◆ Source passage
────
The First Lien Term Facility has an interest rate equal to LIBOR plus 5.50% per annum, the Revolving Facility has an initial interest rate equal to LIBOR plus 5.50% per annum, which amount may be reduced to 5.25% if the First Lien Leverage Ratio (as defined in the First Lien Credit Agreement) is less than or equal to 1.25 to 1.00 and the Second Lien Term Facility has an interest rate equal to LIBOR plus 9.50% per annum. LIBOR can be no less than 1.00% per annum for any of the Bank Facilities.

 

This summary description of the material terms of the Bank Facilities does not purport to be complete and is qualified in its entirety by reference to the full text of the First Lien Credit Agreement and the Second Lien Credit Agreement, copies of which are attached as Exhibits 10.1 and 10.2, respectively, to this Current Report on Form 8-K and incorporated herein by reference.

 

 
 

 

Private Placement of Preferred Stock and Convertible Notes

 

On April 29, 2014, in connection with the Merger, the Company entered into a securities purchase agreement (the “Securities Purchase Agreement”) with Luxor Capital Group, LP (“Luxor”) and certain other investors identified therein (collectively, the “Investors”), each of which is an “accredited investor,” as that term is defined in Regulation D as promulgated under the Securities Act of 1933, as amended (the “Securities Act”), pursuant to which the Company agreed to sell to the Investors, and the Investors agreed to purchase from the Company, (i) 14,657,980 shares of a new series of the Company’s convertible preferred stock, par value $0.001 per share, designated as 7% Series A Convertible Preferred Stock (the “Convertible Preferred Stock”) for $270.0 million of liquidation preference, at a purchase price of $16.37333 per share, for an aggregate purchase price of $240.0 million, (ii) $120.0 million (face amount) of 5% convertible senior notes (the “Convertible Notes”) issued at a price of $666.67 per $1,000 of par value (for gross proceeds to the Company upon issuance of $80.0 million) and (iii) (a) if the Company raises at least $150.0 million in gross proceeds in a well-marketed, underwritten public offering, at the same price as the shares sold in a well-marketed, underwritten public offering, $50.0 million of the Company’s Class A common stock (“Class A Common Stock”) and (b) if the Company raises less than $150.0 million in a well-marketed, underwritten public offering, a number of shares of Class A Common Stock the proceeds from which are equivalent to one-third of the gross proceeds actually received by the Company from a well-marketed, underwritten public offering.
────
◆ What this exercise asks
[A] Transcribe the stretch of the financing excerpt from "The First Lien Term" through "the Bank Facilities.".
[B] Continue the financing excerpt on the bank facilities and private placement, starting after its last sentence.

[Data listing]
────
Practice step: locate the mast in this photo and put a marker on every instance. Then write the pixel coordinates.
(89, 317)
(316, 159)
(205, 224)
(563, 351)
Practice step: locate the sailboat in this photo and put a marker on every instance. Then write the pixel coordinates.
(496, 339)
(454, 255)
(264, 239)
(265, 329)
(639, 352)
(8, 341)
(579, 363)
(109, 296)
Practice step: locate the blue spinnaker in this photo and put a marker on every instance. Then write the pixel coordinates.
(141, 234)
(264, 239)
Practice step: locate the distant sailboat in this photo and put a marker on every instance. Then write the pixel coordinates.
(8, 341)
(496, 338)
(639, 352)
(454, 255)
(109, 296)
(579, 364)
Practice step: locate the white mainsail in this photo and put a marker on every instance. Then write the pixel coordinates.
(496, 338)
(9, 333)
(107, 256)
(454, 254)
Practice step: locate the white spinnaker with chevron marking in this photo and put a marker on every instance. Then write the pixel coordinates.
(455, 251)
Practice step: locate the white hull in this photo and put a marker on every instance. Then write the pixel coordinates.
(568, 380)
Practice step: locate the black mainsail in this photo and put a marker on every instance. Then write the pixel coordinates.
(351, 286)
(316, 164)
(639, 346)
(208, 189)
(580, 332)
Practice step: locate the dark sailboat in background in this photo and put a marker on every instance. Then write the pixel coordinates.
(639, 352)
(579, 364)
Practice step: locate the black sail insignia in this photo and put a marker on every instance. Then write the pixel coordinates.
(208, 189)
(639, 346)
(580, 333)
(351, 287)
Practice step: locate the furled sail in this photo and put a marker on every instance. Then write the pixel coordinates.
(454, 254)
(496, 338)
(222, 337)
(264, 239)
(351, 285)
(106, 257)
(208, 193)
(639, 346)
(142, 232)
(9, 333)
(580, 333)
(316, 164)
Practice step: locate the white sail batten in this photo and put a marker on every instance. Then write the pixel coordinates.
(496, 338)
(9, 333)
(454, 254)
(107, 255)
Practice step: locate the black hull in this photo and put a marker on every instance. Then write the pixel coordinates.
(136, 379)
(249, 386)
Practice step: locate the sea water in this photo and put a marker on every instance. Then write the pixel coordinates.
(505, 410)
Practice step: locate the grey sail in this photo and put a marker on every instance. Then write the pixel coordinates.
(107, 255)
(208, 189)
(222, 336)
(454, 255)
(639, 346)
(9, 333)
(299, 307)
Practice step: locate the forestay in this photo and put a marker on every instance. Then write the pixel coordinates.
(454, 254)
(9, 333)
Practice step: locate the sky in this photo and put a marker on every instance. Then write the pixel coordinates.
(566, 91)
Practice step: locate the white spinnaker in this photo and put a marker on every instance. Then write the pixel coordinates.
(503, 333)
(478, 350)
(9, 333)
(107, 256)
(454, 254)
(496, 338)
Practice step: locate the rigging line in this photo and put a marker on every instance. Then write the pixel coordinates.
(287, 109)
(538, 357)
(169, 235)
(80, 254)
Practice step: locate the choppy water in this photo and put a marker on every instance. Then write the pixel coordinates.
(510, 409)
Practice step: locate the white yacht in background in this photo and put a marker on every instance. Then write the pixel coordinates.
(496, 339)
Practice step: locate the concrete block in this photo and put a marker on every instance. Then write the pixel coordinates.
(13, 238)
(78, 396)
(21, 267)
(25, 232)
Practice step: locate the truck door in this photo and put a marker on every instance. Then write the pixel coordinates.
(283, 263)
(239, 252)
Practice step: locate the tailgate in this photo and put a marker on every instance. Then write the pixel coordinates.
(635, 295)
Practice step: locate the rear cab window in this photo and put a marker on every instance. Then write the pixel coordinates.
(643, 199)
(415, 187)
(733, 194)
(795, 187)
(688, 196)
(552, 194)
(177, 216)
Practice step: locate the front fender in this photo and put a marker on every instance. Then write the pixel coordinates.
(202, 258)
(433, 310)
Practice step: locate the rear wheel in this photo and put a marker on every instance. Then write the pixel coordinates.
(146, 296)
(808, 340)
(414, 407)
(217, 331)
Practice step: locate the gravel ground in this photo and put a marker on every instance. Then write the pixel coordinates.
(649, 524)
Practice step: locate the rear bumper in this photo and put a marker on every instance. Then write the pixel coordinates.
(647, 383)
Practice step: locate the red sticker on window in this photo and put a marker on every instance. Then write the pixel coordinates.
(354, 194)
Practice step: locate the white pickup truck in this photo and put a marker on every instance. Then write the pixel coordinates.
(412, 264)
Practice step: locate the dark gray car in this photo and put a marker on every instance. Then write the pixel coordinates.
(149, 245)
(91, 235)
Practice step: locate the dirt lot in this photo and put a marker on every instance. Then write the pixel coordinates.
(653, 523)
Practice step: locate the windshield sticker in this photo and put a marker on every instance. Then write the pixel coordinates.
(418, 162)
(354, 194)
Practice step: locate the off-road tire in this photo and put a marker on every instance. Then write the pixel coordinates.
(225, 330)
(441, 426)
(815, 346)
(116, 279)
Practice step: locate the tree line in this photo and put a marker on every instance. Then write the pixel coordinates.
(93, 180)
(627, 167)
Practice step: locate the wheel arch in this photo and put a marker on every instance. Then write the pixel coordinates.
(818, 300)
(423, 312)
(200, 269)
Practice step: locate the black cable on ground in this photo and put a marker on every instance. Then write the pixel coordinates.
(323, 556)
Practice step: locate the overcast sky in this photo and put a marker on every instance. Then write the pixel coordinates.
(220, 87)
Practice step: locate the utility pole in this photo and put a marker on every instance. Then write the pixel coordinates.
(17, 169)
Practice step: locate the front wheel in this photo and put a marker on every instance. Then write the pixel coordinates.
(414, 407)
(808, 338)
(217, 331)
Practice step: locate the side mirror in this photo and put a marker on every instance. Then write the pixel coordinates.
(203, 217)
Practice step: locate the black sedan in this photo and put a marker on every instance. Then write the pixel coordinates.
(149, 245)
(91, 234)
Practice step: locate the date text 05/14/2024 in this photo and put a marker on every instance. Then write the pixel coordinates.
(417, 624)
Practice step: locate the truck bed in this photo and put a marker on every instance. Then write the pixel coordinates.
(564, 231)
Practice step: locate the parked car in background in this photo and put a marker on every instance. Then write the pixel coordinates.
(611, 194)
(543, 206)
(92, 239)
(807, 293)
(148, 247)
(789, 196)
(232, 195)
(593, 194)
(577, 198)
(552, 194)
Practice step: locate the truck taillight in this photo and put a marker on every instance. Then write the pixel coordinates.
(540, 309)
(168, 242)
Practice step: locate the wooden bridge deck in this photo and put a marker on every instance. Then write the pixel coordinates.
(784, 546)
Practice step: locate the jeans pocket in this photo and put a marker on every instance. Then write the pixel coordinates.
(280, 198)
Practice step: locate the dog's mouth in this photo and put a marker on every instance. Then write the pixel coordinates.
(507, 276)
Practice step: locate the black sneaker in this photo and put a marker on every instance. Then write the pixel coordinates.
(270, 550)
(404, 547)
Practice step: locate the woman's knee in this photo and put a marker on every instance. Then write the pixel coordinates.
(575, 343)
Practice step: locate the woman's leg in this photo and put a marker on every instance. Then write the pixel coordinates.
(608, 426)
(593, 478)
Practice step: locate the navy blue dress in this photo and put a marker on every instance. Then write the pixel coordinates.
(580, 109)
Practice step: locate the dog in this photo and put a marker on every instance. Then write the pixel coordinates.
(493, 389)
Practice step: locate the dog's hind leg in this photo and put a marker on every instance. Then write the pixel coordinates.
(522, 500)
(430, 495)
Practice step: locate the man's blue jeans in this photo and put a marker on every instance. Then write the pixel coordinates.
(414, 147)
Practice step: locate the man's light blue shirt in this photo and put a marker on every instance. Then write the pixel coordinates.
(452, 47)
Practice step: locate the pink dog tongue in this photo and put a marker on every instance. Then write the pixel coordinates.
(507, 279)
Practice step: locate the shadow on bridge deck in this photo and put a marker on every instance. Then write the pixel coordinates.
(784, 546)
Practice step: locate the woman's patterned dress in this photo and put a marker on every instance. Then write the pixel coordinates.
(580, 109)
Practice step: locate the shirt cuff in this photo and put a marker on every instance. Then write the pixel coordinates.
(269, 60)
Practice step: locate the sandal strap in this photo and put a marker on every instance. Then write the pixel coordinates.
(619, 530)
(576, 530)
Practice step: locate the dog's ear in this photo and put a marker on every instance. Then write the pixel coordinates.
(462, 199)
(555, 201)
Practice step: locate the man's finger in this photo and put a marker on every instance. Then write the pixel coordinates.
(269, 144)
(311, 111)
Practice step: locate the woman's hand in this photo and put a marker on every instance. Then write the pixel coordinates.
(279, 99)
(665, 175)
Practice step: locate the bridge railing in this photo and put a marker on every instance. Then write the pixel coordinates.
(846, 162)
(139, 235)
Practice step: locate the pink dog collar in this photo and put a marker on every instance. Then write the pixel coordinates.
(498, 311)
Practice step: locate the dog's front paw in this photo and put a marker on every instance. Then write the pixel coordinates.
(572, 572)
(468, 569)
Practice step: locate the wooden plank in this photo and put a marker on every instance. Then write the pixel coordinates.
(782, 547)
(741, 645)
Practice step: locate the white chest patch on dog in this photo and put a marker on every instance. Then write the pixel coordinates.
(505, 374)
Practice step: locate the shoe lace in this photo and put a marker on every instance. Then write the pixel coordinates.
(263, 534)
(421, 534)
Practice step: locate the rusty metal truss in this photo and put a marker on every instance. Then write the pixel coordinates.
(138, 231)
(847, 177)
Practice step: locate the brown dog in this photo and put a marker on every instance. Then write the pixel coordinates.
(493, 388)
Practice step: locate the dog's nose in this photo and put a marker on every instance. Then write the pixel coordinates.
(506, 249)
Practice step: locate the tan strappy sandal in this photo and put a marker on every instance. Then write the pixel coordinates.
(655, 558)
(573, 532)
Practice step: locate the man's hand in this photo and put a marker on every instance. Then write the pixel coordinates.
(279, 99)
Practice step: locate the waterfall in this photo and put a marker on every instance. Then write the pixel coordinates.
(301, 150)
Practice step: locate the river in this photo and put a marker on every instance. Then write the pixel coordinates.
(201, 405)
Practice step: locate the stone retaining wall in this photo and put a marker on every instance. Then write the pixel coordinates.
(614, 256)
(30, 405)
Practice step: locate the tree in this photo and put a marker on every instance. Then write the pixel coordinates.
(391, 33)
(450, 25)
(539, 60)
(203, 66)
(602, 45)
────
◆ Expected responses
[A]
The First Lien Term Facility has an interest rate equal to LIBOR plus 5.50% per annum, the Revolving Facility has an initial interest rate equal to LIBOR plus 5.50% per annum, which amount may be reduced to 5.25% if the First Lien Leverage Ratio (as defined in the First Lien Credit Agreement) is less than or equal to 1.25 to 1.00 and the Second Lien Term Facility has an interest rate equal to LIBOR plus 9.50% per annum. LIBOR can be no less than 1.00% per annum for any of the Bank Facilities.

[B]
 

Pursuant to the Certificate of Designation filed with the Secretary of State of the State of Delaware on April 29, 2014 (the “Certificate of Designation”), the shares of Convertible Preferred Stock are entitled to a dividend of 7.00% of the liquidation preference and a dividend of 8.00% of the liquidation preference if a monthly dividend is not paid in cash on the dividend payment date. The shares of Convertible Preferred Stock are convertible, at the Investors’ option, into shares of Class A Common Stock, at the lower of (i) a 2% discount to VWAP (as defined below), of Class A Common Stock for the 10 trading days prior to the date of the Investors’ election to convert, (ii) a 2% discount to the closing price of Class A Common Stock on the date of the Investors’ election to convert, and (iii) $20.26, or the fixed conversion price, subject, in each case, to customary anti-dilution protections. If (i) both the one-day volume weighted average price (“VWAP”), and the daily closing price of Class A Common Stock for the prior 30 consecutive trading days exceeds 2.5 times the fixed conversion price and (ii) at least $10 million of Class A Common Stock is traded each day for 30 consecutive days at any time after the first two years from the issuance date of the Convertible Preferred Stock, then the Company may require that the Investors convert the Convertible Preferred Stock into shares of Class A Common Stock at the same price as set forth above. Notwithstanding the other terms of the Convertible Preferred Stock, in no event shall any Investor, on its own, or with any of its affiliates, be obligated to accept Class A Common Stock if it would result in such Investor or Investor group owning more than 9.9% of the Class A Common Stock outstanding at the time of conversion. Accrued and unpaid dividends on the Convertible Preferred Stock are also entitled to liquidation preferences and convertible into additional shares of Class A Common Stock on the same terms as actual shares of Convertible Preferred Stock.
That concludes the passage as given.